• Set task A
Copy verbatim the part of the essay on family names starting at "As we spent" and ending at "German for Ed).".
• Set task B
In the essay on family names, what nickname did everyone use for the dad whose name was Edward?

• Source passage
════════
One of the questions I’m asked when I speak to book clubs is, “How did you come up with this story?”

When Mark Haut and I married, we united lifetimes of rich history. Each of us had been widowed for about five years, and each of us were faithful church-going Lutherans. Neither of us had children. I believe he fell in love with Sadie, my cocker spaniel, before he even noticed me. (She’s adorable—but aren’t all cockers?) He signed on for the package deal.

As we spent time with our siblings, conversations naturally wandered into remember-whens, and what’s going on with so-and-so. And just as naturally, one of us was always left on the sidelines, confused by unfamiliar names. Maybe I’d ask who Uncle Gord was. Which side of the family was he on: maternal or paternal? Was he a blood relative, or a spouse? Your mother was Millie, but your dad’s sister was Minnie, right? And one of your great aunts was another Minnie? Uncle Ed was your mother’s oldest brother . . . named for their father. Wait! Your dad’s name was also Edward? But everyone called him Icky (a nickname for Idkä, which is the German for Ed).

Good grief!

My husband Mark faces the same issue on my side of the family. My brother’s name is also Mark. My late husband’s grown son by his late wife is called Mark, too. My boss’s name was Mark, and the president of my seminary was Mark. That’s too many Marks—even for me, so I told my new husband I was going to refer to him as “Joe”—which led to a story about how he once told his late wife that he had a twin brother named James. He was just kidding, but he'd always wanted a brother. As a child, he even created an imaginary friend whom he called Johnny Ralph. . . . See how all three of those names begin with the letter “J”. Forget calling husband Mark “Joe.”

Sensitive to the possibility that I might be feeling left out when we spent time with his relatives, husband Mark sketched a family tree for me, and the next time everyone got together, I jotted little notes next to each name. Later, I sequestered myself in my office and typed each story that had been shared.
════════
(Entries from a point annotation set)
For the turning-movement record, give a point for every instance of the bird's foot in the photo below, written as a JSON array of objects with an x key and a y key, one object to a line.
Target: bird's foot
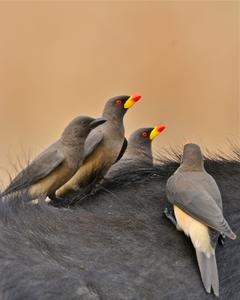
[
  {"x": 221, "y": 239},
  {"x": 169, "y": 215}
]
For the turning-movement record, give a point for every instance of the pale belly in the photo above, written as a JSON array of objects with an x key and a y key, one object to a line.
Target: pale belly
[{"x": 197, "y": 231}]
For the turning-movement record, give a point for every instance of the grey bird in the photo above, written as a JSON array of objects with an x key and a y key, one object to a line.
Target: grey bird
[
  {"x": 104, "y": 146},
  {"x": 139, "y": 150},
  {"x": 197, "y": 205},
  {"x": 55, "y": 165}
]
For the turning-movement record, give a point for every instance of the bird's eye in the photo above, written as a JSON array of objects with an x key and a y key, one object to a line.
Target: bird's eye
[{"x": 119, "y": 102}]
════════
• Complete response A
As we spent time with our siblings, conversations naturally wandered into remember-whens, and what’s going on with so-and-so. And just as naturally, one of us was always left on the sidelines, confused by unfamiliar names. Maybe I’d ask who Uncle Gord was. Which side of the family was he on: maternal or paternal? Was he a blood relative, or a spouse? Your mother was Millie, but your dad’s sister was Minnie, right? And one of your great aunts was another Minnie? Uncle Ed was your mother’s oldest brother . . . named for their father. Wait! Your dad’s name was also Edward? But everyone called him Icky (a nickname for Idkä, which is the German for Ed).

• Complete response B
Icky